• [Instructions to follow] In the article on the New Hospital Programme, over how many years will the Hospital 2.0 Alliance framework deliver its portfolio of hospitals?

• [Study text]
▽

How the New Hospital Programme could reshape the delivery of major infrastructure

The Hospital 2.0 Alliance is the most significant shift in UK healthcare infrastructure procurement in a generation, as Anastasia Chrysafi explains

The appointment of 10 construction partners to the Hospital 2.0 Alliance marked one of the most significant developments in UK healthcare infrastructure in a generation. The New Hospital Programme (NHP) is about more than building hospitals. It marks a fundamental shift in how the construction industry approaches large-scale public programmes, and there are lessons here that reach well beyond the NHS estate.

From projects to programmes

For decades, hospital construction has followed a familiar pattern: individual projects procured in isolation, each with its own design, supply chain and delivery team. The NHP moves away from that model entirely. Instead, it brings Tier One contractors, consultants, digital partners and NHS Trusts together within a structured alliance, incentivised to share knowledge, solve problems collectively and improve performance from one scheme to the next.

This collaboration on the Hospital 2.0 Alliance framework will deliver a portfolio of hospitals over 15+ years. Through shared governance, continuous improvement forums and programme-wide learning, insights from early schemes feed directly into those that follow. Success is measured not only by what happens on a single project, but by how the entire programme advances.

Standardisation as an enabler, not a constraint

At the heart of the programme is Hospital 2.0 –an integrated systems approach to provide optimised, standardised and repeatable solutions for scheme development, design, construction and operation. Standardised room layouts, engineering interfaces and digital infrastructure allow hospitals to be replicated and adapted across multiple sites, reducing unnecessary variation while unlocking faster design development, improved quality, more predictable delivery and significant cost efficiencies.

△

• [Given data]
▽

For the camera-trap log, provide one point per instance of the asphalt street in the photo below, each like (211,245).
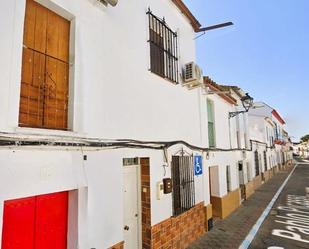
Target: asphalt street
(287,224)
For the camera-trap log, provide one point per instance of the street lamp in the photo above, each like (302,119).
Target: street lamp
(217,26)
(247,103)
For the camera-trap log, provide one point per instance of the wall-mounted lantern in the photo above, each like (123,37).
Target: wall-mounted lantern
(247,103)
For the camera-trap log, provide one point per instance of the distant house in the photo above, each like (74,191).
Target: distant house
(92,110)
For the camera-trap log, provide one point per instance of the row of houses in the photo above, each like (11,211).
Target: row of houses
(111,137)
(301,149)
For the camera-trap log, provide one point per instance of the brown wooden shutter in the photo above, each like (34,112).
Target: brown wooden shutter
(45,69)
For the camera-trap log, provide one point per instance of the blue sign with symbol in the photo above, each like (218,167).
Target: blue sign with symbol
(198,165)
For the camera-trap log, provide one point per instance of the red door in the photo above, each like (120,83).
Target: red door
(38,222)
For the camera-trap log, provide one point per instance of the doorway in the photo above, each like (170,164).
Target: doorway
(36,222)
(241,176)
(132,207)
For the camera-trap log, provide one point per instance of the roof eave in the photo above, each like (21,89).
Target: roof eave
(185,10)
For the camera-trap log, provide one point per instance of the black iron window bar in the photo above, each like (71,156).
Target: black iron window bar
(183,184)
(163,49)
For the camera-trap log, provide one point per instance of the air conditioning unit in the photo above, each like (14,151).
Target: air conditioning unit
(193,75)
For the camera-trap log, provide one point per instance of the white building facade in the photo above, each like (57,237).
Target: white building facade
(89,98)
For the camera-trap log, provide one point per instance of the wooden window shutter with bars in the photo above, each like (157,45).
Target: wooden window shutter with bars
(45,69)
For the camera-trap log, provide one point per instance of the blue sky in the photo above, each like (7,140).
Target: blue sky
(266,52)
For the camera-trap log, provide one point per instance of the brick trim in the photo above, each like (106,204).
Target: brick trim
(180,231)
(146,203)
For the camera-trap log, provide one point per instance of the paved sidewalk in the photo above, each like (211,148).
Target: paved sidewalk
(230,232)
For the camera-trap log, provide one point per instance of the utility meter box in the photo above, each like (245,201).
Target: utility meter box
(159,190)
(167,185)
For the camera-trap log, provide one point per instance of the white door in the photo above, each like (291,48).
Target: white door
(131,207)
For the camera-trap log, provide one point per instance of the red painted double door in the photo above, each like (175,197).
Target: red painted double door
(38,222)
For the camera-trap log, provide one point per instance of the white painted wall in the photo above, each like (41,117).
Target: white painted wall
(115,95)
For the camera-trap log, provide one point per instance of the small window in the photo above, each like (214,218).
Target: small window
(228,178)
(211,124)
(163,49)
(183,184)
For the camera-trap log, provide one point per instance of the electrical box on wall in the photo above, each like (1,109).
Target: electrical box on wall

△

• [Task response] Over 15+ years.